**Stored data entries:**
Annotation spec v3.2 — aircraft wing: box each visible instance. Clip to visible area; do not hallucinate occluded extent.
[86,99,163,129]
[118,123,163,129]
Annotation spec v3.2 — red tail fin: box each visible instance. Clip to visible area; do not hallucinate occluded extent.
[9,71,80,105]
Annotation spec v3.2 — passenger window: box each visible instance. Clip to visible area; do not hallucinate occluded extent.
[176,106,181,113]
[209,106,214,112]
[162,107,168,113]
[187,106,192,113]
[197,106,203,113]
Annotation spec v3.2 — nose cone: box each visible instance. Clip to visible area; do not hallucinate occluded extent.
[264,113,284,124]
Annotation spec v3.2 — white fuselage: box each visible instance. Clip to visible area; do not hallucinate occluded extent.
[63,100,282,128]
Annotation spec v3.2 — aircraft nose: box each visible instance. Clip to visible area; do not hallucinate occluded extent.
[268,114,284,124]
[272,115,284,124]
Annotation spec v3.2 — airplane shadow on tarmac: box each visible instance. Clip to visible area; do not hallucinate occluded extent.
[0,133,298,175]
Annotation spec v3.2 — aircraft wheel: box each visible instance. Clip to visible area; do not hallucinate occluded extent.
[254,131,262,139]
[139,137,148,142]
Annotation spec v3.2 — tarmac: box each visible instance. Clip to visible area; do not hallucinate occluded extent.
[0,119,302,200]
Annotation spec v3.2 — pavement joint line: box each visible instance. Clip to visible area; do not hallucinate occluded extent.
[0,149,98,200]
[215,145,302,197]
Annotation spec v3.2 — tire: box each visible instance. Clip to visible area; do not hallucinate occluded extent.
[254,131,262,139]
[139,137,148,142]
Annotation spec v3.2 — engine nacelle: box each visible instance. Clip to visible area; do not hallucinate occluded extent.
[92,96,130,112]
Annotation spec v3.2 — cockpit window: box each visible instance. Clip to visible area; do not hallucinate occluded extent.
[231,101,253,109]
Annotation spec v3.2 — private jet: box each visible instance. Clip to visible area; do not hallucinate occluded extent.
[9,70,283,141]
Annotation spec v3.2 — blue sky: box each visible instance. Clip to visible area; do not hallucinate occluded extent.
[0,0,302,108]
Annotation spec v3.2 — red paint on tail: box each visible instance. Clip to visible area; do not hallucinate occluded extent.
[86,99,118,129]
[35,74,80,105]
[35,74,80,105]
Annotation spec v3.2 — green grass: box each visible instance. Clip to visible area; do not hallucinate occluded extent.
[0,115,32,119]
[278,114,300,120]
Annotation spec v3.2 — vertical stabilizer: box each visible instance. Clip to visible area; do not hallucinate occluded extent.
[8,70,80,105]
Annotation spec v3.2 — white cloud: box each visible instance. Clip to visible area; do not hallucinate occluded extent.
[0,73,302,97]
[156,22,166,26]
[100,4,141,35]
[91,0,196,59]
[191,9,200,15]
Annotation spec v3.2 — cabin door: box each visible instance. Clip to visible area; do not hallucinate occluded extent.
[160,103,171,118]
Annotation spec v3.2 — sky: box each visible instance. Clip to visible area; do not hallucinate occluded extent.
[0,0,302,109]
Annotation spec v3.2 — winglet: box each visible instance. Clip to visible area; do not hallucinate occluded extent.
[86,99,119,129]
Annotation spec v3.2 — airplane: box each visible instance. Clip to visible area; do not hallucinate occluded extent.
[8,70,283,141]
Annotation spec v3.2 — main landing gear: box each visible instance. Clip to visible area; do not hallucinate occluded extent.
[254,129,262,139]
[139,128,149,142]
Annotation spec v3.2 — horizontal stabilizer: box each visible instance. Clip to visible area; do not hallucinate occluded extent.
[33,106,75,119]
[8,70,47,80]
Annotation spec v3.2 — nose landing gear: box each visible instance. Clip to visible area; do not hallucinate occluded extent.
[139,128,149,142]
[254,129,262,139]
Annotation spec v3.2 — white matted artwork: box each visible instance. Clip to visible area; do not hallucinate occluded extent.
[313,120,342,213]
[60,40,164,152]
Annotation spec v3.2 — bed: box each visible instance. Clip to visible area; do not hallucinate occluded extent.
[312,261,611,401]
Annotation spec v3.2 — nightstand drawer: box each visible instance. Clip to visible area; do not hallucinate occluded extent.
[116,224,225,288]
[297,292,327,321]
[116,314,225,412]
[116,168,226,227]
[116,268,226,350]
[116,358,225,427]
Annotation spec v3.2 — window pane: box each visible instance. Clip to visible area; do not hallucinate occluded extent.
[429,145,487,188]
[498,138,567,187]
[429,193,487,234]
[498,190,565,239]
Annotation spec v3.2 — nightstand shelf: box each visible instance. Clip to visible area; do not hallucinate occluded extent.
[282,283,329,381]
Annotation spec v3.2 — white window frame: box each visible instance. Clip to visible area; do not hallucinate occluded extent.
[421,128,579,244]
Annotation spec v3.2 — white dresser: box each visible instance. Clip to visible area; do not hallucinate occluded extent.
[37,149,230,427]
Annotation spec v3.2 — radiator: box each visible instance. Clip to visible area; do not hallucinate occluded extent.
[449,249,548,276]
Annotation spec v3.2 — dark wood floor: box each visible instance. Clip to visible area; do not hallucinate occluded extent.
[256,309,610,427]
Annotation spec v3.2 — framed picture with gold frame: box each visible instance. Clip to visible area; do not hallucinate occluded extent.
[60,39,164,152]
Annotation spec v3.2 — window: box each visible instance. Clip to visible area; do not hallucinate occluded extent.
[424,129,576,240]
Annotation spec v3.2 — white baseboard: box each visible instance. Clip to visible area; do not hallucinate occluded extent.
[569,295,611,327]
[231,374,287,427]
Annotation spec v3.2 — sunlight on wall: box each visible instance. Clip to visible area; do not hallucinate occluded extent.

**EXERCISE DETAILS:** Convert every row above into a Markdown table with the columns Row Number and Line, placing each line in its own table row and leaving out blank lines.

**EXERCISE RESULT:**
| Row Number | Line |
|---|---|
| 1 | Annotation spec v3.2 — aircraft wing: box each visible instance. Clip to visible area; do not hallucinate occluded extent. |
| 2 | [86,99,163,129] |
| 3 | [118,123,163,129] |
| 4 | Annotation spec v3.2 — red tail fin: box each visible instance. Clip to visible area; do not hallucinate occluded extent. |
| 5 | [9,71,80,105] |
| 6 | Annotation spec v3.2 — passenger window: box each visible instance. Clip to visible area; do not hallucinate occluded extent. |
| 7 | [176,106,181,113] |
| 8 | [209,106,214,112] |
| 9 | [162,107,168,113] |
| 10 | [187,106,192,113] |
| 11 | [197,106,203,113] |
| 12 | Annotation spec v3.2 — nose cone: box each visible instance. Clip to visible area; do not hallucinate occluded extent. |
| 13 | [264,113,284,124] |
| 14 | Annotation spec v3.2 — white fuselage: box each visible instance. Clip to visible area; do not hallucinate occluded extent. |
| 15 | [63,100,282,128] |
| 16 | Annotation spec v3.2 — aircraft nose: box each visible instance. Clip to visible area; do not hallucinate occluded extent. |
| 17 | [268,114,284,124] |
| 18 | [272,115,284,124] |
| 19 | Annotation spec v3.2 — airplane shadow on tarmac: box each visible instance. Clip to visible area; do not hallucinate occluded extent. |
| 20 | [0,133,298,175] |
| 21 | Annotation spec v3.2 — aircraft wheel: box each visible instance. Clip to visible area; do not hallucinate occluded extent. |
| 22 | [254,131,262,139] |
| 23 | [139,137,148,142] |
| 24 | Annotation spec v3.2 — tarmac: box each visible instance. Clip to visible area; do not hallucinate occluded extent. |
| 25 | [0,119,302,200] |
| 26 | Annotation spec v3.2 — pavement joint line: box each visible instance. Clip to visible area; do not hallucinate occluded extent. |
| 27 | [0,149,98,200] |
| 28 | [215,145,302,197] |
| 29 | Annotation spec v3.2 — tire: box each visible instance. Clip to visible area; do not hallucinate occluded extent. |
| 30 | [254,131,262,139] |
| 31 | [139,137,148,142] |
| 32 | Annotation spec v3.2 — engine nacelle: box each visible instance. Clip to visible area; do not hallucinate occluded extent. |
| 33 | [92,96,130,112] |
| 34 | Annotation spec v3.2 — cockpit window: box each visible instance. Clip to visible area; do not hallucinate occluded extent. |
| 35 | [231,101,253,109] |
| 36 | Annotation spec v3.2 — private jet: box each visible instance. Clip to visible area; do not hallucinate occluded extent. |
| 37 | [9,70,283,141] |
| 38 | Annotation spec v3.2 — blue sky: box each visible instance. Clip to visible area; do not hallucinate occluded extent. |
| 39 | [0,0,302,108] |
| 40 | Annotation spec v3.2 — red paint on tail: box each visible instance. Clip to visible area; do not hallucinate occluded extent. |
| 41 | [86,99,118,129] |
| 42 | [35,74,80,105] |
| 43 | [35,74,80,105] |
| 44 | Annotation spec v3.2 — green grass: box each visible instance. Clip to visible area; do not hallucinate occluded extent. |
| 45 | [0,115,32,119] |
| 46 | [278,114,300,120] |
| 47 | Annotation spec v3.2 — vertical stabilizer: box each visible instance. Clip to visible area; do not hallucinate occluded extent. |
| 48 | [8,70,80,105] |
| 49 | Annotation spec v3.2 — white cloud: box each visible instance. Clip to visible area; do not hallucinate occluded extent. |
| 50 | [0,73,302,97] |
| 51 | [156,22,166,26] |
| 52 | [100,4,141,35] |
| 53 | [91,0,196,59] |
| 54 | [191,9,200,15] |
| 55 | Annotation spec v3.2 — cabin door: box each visible instance. Clip to visible area; do not hallucinate occluded extent. |
| 56 | [160,103,171,118] |
| 57 | Annotation spec v3.2 — sky: box each visible instance. Clip to visible area; do not hallucinate occluded extent. |
| 58 | [0,0,302,109] |
| 59 | Annotation spec v3.2 — winglet: box each visible instance. Clip to visible area; do not hallucinate occluded extent. |
| 60 | [86,99,119,129] |
| 61 | Annotation spec v3.2 — airplane: box each visible instance. Clip to visible area; do not hallucinate occluded extent. |
| 62 | [8,70,283,141] |
| 63 | Annotation spec v3.2 — main landing gear: box each visible instance. Clip to visible area; do not hallucinate occluded extent. |
| 64 | [254,129,262,139] |
| 65 | [139,128,149,142] |
| 66 | Annotation spec v3.2 — horizontal stabilizer: box each visible instance. Clip to visible area; do not hallucinate occluded extent. |
| 67 | [33,106,75,119] |
| 68 | [8,70,47,80] |
| 69 | Annotation spec v3.2 — nose landing gear: box each visible instance. Clip to visible area; do not hallucinate occluded extent. |
| 70 | [139,128,149,142] |
| 71 | [254,129,262,139] |
| 72 | Annotation spec v3.2 — white matted artwork: box each visible instance. Clip to visible area; do not hallucinate occluded extent. |
| 73 | [313,120,342,213] |
| 74 | [60,40,164,152] |
| 75 | Annotation spec v3.2 — bed: box each visible instance. Clip to visible area; do not hallucinate occluded extent. |
| 76 | [312,261,611,401] |
| 77 | Annotation spec v3.2 — nightstand drawer: box each visible instance. Clip to visible area; do not hallucinate occluded extent. |
| 78 | [116,224,225,288] |
| 79 | [297,292,327,321] |
| 80 | [116,314,225,412] |
| 81 | [116,168,226,227] |
| 82 | [116,268,226,350] |
| 83 | [116,358,225,427] |
| 84 | Annotation spec v3.2 — window pane: box each visible instance. Clip to visible area; do not hallucinate occluded extent. |
| 85 | [429,145,487,188] |
| 86 | [498,138,567,187] |
| 87 | [429,193,487,234] |
| 88 | [498,190,565,239] |
| 89 | Annotation spec v3.2 — nightstand shelf: box each visible instance. Clip to visible area; do not hallucinate occluded extent. |
| 90 | [282,283,329,381] |
| 91 | Annotation spec v3.2 — white window frame: box each visible instance. Clip to visible area; do not hallucinate occluded extent. |
| 92 | [421,128,579,244] |
| 93 | Annotation spec v3.2 — white dresser: box each visible instance. Clip to visible area; do not hallucinate occluded extent. |
| 94 | [37,149,230,427] |
| 95 | Annotation spec v3.2 — radiator: box each visible instance. Clip to visible area; do not hallucinate occluded extent. |
| 96 | [449,249,548,276] |
| 97 | Annotation spec v3.2 — dark wood floor: box each visible instance. Clip to visible area; do not hallucinate occluded extent. |
| 98 | [256,309,610,427] |
| 99 | Annotation spec v3.2 — framed picture with gold frame: box each visible instance. Clip to visible area; do not hallucinate occluded extent. |
| 100 | [60,39,164,152] |
| 101 | Annotation spec v3.2 — window: box each visible instance. Clip to visible area; do not hallucinate occluded extent. |
| 102 | [424,129,576,240] |
| 103 | Annotation spec v3.2 — white baseboard: box each visible instance. Clip to visible area; do not hallucinate occluded extent. |
| 104 | [569,295,611,327] |
| 105 | [231,374,287,427] |
| 106 | Annotation spec v3.2 — sunlight on wall: box each visible instance. Clip to visible area; do not hallucinate occluded extent. |